■ Énoncé 1 ■
Relevez toutes les phrases de l'extrait sur le Pape hérétique qui se terminent par un point d'interrogation.

■ Extrait du document ■
Si c’est le Souverain Pontife qui tombe en hérésie, qui pourra soutenir en lui la juridiction ? – L’Église ? Nous ne le croyons pas, car celle-ci, en tant que considérée par opposition au Pape, ne lui est pas supérieure, et donc ne peut lui soutenir la juridiction. Le Pape n’est pas soumis au droit ecclésiastique. – Jésus-Christ ? Oui, dans la mesure où il est licite de Lui attribuer l’intention de soutenir la juridiction dans la personne du Pontife hérétique.

II.4. La question centrale

Se pose ici, car la question centrale : y a-t-il des circonstances dans lesquelles on puisse et doive dire que Notre-Seigneur a établi qu’Il soutiendrait, au moins pour quelque temps, la juridiction d’un Pape éventuellement hérétique ?

Rien n’existe, dans la Sainte Écriture et la Tradition, qui constitue une réponse sûre et définitive à cette question. Comme nous ne cherchons pas, ici, seulement des arguments de probabilité, mais principalement des raisons qui justifient une certitude, nous devons investiguer si ailleurs nous trouvons des éléments sûrs pour répondre à la question proposée.

■ Énoncé 2 ■
Dans les lignes de données, de celle qui contient « of the small » jusqu'à la dernière, renommez « formation chart » en « terrain map ». Recopiez uniquement ces lignes, sans rien changer d'autre.

■ Entrées de données ■
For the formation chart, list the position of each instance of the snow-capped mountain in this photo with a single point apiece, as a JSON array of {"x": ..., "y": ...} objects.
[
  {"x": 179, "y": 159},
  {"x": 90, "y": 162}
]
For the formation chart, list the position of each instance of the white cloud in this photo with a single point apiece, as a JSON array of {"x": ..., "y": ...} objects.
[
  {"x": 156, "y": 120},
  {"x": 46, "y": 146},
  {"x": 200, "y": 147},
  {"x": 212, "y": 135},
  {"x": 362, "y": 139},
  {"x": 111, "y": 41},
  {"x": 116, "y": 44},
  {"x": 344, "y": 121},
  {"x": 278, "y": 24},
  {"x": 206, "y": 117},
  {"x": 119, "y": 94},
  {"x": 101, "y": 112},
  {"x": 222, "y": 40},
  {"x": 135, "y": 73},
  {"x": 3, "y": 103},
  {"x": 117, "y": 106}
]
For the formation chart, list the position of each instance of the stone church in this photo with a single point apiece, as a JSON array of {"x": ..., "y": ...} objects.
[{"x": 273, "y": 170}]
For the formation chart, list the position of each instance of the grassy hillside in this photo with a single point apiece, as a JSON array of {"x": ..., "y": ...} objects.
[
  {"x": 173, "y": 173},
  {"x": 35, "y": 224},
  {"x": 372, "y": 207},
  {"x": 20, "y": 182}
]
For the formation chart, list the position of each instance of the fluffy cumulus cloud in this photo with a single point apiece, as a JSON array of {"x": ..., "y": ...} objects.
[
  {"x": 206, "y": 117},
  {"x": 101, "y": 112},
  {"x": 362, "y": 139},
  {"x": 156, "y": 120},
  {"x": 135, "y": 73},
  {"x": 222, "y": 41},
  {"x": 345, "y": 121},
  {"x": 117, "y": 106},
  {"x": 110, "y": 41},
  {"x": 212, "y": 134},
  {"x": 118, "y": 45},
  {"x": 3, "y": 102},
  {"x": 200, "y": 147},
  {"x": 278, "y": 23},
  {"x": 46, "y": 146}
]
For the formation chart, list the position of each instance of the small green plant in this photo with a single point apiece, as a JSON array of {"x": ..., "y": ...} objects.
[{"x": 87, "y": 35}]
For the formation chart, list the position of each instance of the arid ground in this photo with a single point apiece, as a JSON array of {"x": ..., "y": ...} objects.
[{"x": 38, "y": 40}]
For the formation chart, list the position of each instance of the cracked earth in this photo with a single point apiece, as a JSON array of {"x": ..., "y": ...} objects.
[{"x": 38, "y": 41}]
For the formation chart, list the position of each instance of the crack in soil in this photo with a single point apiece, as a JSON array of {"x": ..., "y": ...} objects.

■ Corrigé 1 ■
- Si c’est le Souverain Pontife qui tombe en hérésie, qui pourra soutenir en lui la juridiction ?
- L’Église ?
- Jésus-Christ ?
- Se pose ici, car la question centrale : y a-t-il des circonstances dans lesquelles on puisse et doive dire que Notre-Seigneur a établi qu’Il soutiendrait, au moins pour quelque temps, la juridiction d’un Pape éventuellement hérétique ?

■ Corrigé 2 ■
For the terrain map, list the position of each instance of the small green plant in this photo with a single point apiece, as a JSON array of {"x": ..., "y": ...} objects.
[{"x": 87, "y": 35}]
For the terrain map, list the position of each instance of the arid ground in this photo with a single point apiece, as a JSON array of {"x": ..., "y": ...} objects.
[{"x": 38, "y": 40}]
For the terrain map, list the position of each instance of the cracked earth in this photo with a single point apiece, as a JSON array of {"x": ..., "y": ...} objects.
[{"x": 38, "y": 41}]
For the terrain map, list the position of each instance of the crack in soil in this photo with a single point apiece, as a JSON array of {"x": ..., "y": ...} objects.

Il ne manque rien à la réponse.